(TASK INPUTS)

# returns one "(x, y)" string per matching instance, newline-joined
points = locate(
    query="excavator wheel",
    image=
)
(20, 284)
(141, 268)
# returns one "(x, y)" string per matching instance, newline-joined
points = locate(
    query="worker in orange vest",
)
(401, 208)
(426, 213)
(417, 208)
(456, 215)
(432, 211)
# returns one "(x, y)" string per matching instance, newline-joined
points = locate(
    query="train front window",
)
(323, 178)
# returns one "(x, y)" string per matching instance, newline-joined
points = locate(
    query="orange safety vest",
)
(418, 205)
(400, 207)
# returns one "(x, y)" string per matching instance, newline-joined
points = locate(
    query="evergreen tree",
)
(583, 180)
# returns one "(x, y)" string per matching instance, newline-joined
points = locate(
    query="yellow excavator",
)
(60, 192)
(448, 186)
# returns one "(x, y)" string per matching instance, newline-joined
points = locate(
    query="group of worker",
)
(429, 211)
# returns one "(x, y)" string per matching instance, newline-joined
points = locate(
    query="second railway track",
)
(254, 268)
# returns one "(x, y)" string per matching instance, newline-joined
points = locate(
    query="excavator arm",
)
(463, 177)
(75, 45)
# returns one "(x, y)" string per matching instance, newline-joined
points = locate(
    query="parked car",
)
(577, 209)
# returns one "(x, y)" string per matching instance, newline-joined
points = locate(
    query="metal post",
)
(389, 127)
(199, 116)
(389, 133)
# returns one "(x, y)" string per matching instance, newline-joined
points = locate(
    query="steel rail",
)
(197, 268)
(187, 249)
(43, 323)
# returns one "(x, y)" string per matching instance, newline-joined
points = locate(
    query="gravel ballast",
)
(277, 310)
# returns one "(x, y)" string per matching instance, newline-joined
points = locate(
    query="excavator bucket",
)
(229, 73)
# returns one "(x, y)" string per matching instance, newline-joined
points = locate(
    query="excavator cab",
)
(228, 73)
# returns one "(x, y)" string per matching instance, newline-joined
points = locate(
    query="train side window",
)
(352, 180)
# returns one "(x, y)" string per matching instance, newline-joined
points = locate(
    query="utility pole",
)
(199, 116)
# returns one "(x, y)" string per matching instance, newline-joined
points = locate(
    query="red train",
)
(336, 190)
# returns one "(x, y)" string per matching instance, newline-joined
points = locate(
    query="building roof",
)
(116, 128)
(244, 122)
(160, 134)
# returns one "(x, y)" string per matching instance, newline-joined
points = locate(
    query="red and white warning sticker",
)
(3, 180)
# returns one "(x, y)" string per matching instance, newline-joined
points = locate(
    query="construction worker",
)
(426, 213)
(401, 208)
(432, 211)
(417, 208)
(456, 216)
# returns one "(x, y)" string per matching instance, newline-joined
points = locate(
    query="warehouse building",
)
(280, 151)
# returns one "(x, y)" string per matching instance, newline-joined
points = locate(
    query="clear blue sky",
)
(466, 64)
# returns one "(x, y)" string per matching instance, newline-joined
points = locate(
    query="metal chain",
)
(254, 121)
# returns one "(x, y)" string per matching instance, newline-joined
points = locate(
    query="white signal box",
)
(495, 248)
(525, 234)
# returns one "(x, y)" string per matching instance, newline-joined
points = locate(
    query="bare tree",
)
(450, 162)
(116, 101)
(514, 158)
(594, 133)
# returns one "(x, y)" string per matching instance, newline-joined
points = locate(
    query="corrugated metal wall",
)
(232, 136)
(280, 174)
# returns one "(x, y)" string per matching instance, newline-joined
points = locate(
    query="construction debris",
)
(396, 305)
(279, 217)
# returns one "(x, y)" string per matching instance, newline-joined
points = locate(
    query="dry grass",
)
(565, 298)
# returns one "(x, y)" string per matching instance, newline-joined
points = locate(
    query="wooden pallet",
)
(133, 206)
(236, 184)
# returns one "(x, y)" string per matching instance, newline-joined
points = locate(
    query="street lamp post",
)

(EXERCISE BRIEF) Retype all of the data exactly, so that nothing differs from what is given.

(PROBLEM SOLUTION)
# returns one "(x, y)" string per matching instance, newline-joined
points = locate(
    query="excavator wheel",
    image=
)
(20, 284)
(141, 268)
# returns one "(x, y)" string per matching instance, newline-joined
points = locate(
    query="worker in orange vest",
)
(401, 208)
(426, 213)
(417, 208)
(456, 215)
(432, 211)
# returns one "(x, y)" string per matching instance, newline-joined
points = locate(
    query="train front window",
)
(323, 178)
# returns one "(x, y)" string per matching instance, newline-joined
points = locate(
    query="orange safety vest",
)
(418, 205)
(400, 207)
# returns one "(x, y)" string per matching instance, newline-joined
points = locate(
    query="evergreen tree",
)
(583, 180)
# returns one "(x, y)" string per matching instance, newline-joined
points = locate(
    query="yellow excavator",
)
(60, 192)
(448, 186)
# returns one "(x, y)" string per matching instance, newline-joined
points = locate(
    query="group of worker",
)
(429, 211)
# returns one "(x, y)" string per matching instance, newline-joined
points = locate(
    query="second railway track",
)
(254, 268)
# returns one "(x, y)" string per matching instance, newline-joined
points = locate(
    query="excavator arm",
)
(463, 177)
(75, 45)
# returns one "(x, y)" string per matching instance, newline-joined
points = locate(
    query="parked car",
)
(577, 209)
# returns one "(x, y)" string per matching instance, newline-joined
points = locate(
    query="metal post",
)
(389, 127)
(199, 116)
(389, 133)
# returns one "(x, y)" string per matching instance, newline-joined
points = locate(
    query="steel rail",
)
(197, 268)
(187, 249)
(43, 323)
# returns one "(x, y)" string per matching instance, newline-joined
points = locate(
    query="gravel ballast",
)
(277, 310)
# returns one "(x, y)" string per matching instance, newline-joined
points = locate(
    query="excavator bucket",
)
(229, 73)
# returns one "(x, y)" string per matching instance, newline-joined
points = locate(
    query="excavator cab",
)
(228, 73)
# returns one "(x, y)" string per matching instance, newline-joined
points = locate(
    query="train side window",
)
(352, 180)
# returns one "(x, y)" string per matching instance, newline-joined
points = locate(
    query="utility pole",
)
(199, 116)
# returns one "(x, y)" string per matching instance, newline-joined
points = locate(
    query="red train",
)
(336, 190)
# returns one "(x, y)" string per matching instance, newline-joined
points = locate(
    query="building roof",
)
(116, 128)
(244, 122)
(160, 134)
# returns one "(x, y)" string per matching instance, newline-joined
points = locate(
    query="red and white warning sticker",
)
(3, 180)
# returns one "(x, y)" string per matching instance, newline-joined
points = locate(
    query="construction worker",
)
(426, 213)
(401, 208)
(432, 211)
(417, 208)
(456, 216)
# returns one "(x, y)" string per matching instance, newline-joined
points = locate(
    query="warehouse building",
)
(280, 151)
# returns one "(x, y)" string per matching instance, newline-joined
points = locate(
    query="clear blue sky",
)
(466, 64)
# returns one "(x, y)" string per matching instance, newline-joined
points = locate(
    query="metal chain",
)
(254, 121)
# returns one "(x, y)" string per matching instance, newline-joined
points = locate(
    query="white signal box",
)
(495, 248)
(525, 234)
# returns one "(x, y)" string per matching instance, newline-joined
points = locate(
    query="bare tree",
)
(450, 162)
(116, 101)
(514, 158)
(594, 133)
# returns one "(x, y)" string per matching instance, newline-joined
points = locate(
    query="corrugated metal wall",
)
(232, 136)
(280, 174)
# returns one "(x, y)" string per matching instance, newline-joined
points = locate(
    query="construction debris",
)
(396, 305)
(279, 217)
# returns one "(x, y)" string per matching instance, newline-joined
points = locate(
    query="dry grass",
)
(565, 298)
# returns one "(x, y)" string per matching instance, newline-joined
points = locate(
    query="wooden pallet",
)
(133, 206)
(236, 184)
# returns one "(x, y)" string per matching instance, newline-joined
points = locate(
    query="street lamp post",
)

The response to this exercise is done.